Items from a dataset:

________________________

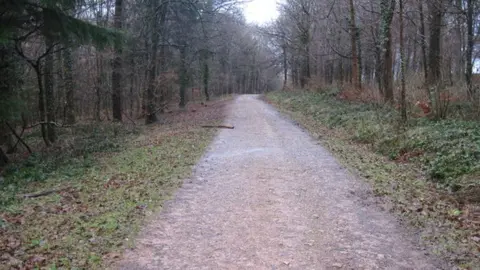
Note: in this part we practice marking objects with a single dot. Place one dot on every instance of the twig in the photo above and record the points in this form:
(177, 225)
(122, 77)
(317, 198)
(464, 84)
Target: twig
(219, 126)
(18, 137)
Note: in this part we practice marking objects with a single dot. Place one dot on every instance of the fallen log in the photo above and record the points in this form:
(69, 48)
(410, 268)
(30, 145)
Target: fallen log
(219, 126)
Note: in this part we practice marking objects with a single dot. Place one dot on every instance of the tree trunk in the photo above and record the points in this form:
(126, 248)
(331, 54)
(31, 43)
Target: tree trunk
(117, 85)
(354, 43)
(387, 9)
(49, 93)
(434, 57)
(206, 78)
(151, 116)
(402, 65)
(41, 103)
(3, 158)
(470, 43)
(423, 38)
(183, 76)
(70, 86)
(285, 67)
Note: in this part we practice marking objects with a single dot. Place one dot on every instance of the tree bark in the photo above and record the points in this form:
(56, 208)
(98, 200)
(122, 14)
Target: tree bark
(49, 93)
(70, 86)
(402, 65)
(434, 57)
(387, 9)
(41, 102)
(354, 43)
(469, 51)
(285, 67)
(183, 76)
(117, 85)
(423, 38)
(151, 116)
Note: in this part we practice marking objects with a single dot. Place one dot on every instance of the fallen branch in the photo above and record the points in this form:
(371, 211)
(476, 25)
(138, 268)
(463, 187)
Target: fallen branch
(18, 137)
(47, 123)
(219, 126)
(43, 193)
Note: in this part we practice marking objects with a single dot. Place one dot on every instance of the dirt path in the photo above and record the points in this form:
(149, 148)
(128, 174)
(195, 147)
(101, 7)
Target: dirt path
(267, 196)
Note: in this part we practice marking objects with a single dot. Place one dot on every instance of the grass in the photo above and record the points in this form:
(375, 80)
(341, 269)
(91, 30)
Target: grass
(427, 172)
(110, 178)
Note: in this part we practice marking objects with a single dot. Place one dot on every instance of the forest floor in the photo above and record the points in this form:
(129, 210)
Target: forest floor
(266, 195)
(107, 180)
(427, 172)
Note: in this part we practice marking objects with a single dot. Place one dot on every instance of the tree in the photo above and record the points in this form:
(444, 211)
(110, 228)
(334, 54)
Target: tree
(356, 77)
(434, 53)
(117, 84)
(387, 8)
(403, 101)
(469, 49)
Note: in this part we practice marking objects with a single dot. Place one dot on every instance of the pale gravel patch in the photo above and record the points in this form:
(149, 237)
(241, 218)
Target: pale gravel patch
(267, 196)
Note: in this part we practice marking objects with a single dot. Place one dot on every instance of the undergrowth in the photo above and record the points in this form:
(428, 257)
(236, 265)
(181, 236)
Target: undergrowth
(429, 170)
(107, 180)
(448, 150)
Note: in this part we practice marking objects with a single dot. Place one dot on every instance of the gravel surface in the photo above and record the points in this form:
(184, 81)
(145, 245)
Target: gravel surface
(267, 196)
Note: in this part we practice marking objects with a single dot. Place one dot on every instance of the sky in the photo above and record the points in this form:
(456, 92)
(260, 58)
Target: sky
(261, 11)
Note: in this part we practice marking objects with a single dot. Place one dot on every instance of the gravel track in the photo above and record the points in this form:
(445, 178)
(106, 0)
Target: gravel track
(267, 196)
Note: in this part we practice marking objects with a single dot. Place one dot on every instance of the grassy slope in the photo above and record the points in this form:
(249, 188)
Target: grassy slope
(428, 172)
(113, 180)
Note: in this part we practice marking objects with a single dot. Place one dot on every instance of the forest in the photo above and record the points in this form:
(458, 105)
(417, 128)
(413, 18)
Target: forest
(89, 84)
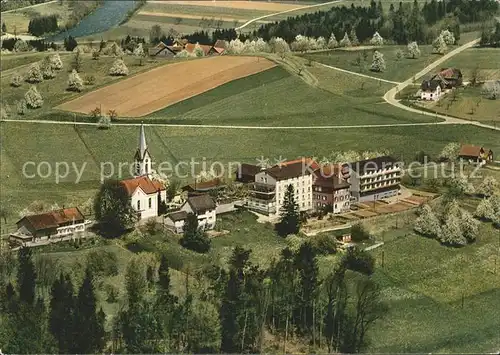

________________________

- _What you have to do_: For each record, return its text exactly and leave any picture out.

- _Answer space_:
Note: in this part we practice marking objects with a single dot. Place one dot on every instance of the twig in the photo above and record the points in this form:
(177, 225)
(122, 77)
(317, 198)
(464, 84)
Target: twig
(219, 126)
(18, 137)
Note: in this part we practice marking objects with a single dot. Place one dot on every instance of the fallen log in the photo above and record the points in this form:
(69, 48)
(410, 268)
(30, 145)
Target: fallen log
(219, 126)
Note: in this part we practice marking objects with a single dot. Place one dot on every instance of the tree trunk in the photo above and record the points in this form:
(126, 248)
(331, 54)
(31, 43)
Target: tree trunk
(117, 85)
(354, 43)
(387, 9)
(49, 93)
(434, 57)
(206, 78)
(151, 116)
(402, 65)
(41, 103)
(3, 158)
(470, 43)
(423, 38)
(183, 76)
(70, 86)
(285, 67)
Note: in this part we practice marking objects with a single dot. Place one dot on every instance of the tree bark in the photo above and record the points in this form:
(56, 208)
(98, 200)
(122, 14)
Target: tree bark
(49, 93)
(70, 86)
(402, 65)
(434, 57)
(387, 9)
(41, 102)
(354, 43)
(469, 51)
(285, 67)
(183, 76)
(117, 85)
(423, 38)
(151, 116)
Note: in this part we practice marking objects with a single dot. Place one dot on every instance of the fallen branch in the photo above and record the points in this form:
(371, 211)
(476, 25)
(138, 268)
(463, 187)
Target: fallen branch
(18, 137)
(47, 123)
(219, 126)
(43, 193)
Note: in this part we practice marking objects with a single dot. Place one dot on every instance of the dirt path in the photo above and record the points in this form:
(149, 148)
(128, 174)
(195, 147)
(101, 7)
Target: dirt path
(267, 196)
Note: in this part we practice marking objects with a single dot. Place one dot on every instance of the grass in the photo above and record the points in this form:
(375, 80)
(341, 269)
(91, 30)
Target: grass
(427, 172)
(110, 178)
Note: in this part we practice marking objects with a single dot. Place one dot on every instance of the forest floor in the photo above and record the points in this form:
(129, 210)
Target: forest floor
(266, 195)
(107, 180)
(427, 172)
Note: in this part we practice marking objects with a single dot. Place one dot on every instance of the tree in the photo above and record the points in this form:
(444, 211)
(110, 228)
(334, 54)
Target: tree
(356, 77)
(434, 53)
(117, 84)
(387, 8)
(403, 101)
(469, 49)
Note: in this part we practice marking objects with a single dot. Place one dot on every instance of the pale gravel patch in the photo above and record the points in this form:
(149, 237)
(241, 218)
Target: pale gravel patch
(267, 196)
Note: in this part we practice marking objects with a single dot. Place one dot on every instance of the undergrowth in the photo above and record the points in this form:
(428, 257)
(236, 265)
(181, 236)
Target: undergrowth
(429, 170)
(107, 180)
(448, 150)
Note: in this part we practice marking objects with a single dot. Place one dot on every instance of the gravel surface in the photo above and record the points in this form:
(184, 81)
(145, 245)
Target: gravel surface
(267, 196)
Note: in this part we practice marking objects with a single dot. Place one dot on every instance of the sky in the photo above and record the points in this form:
(456, 92)
(260, 58)
Target: sky
(261, 11)
Note: in this part we practice marking objects with a single dot. Place one dot on every instance of the gravel track in the photo above and record the points in this form:
(445, 178)
(106, 0)
Target: gravel track
(267, 196)
Note: in this part we practice marking objects with a single dot. Place one dot on every instance of the grassy slope in the photo above and record the points in this form:
(249, 188)
Target: grassy slope
(428, 172)
(113, 180)
Note: in this part we practice marking objects with a single dot. Place one dot on every instance of the forest in the photo above and record the points in this form:
(458, 105)
(417, 128)
(413, 18)
Target: forest
(89, 84)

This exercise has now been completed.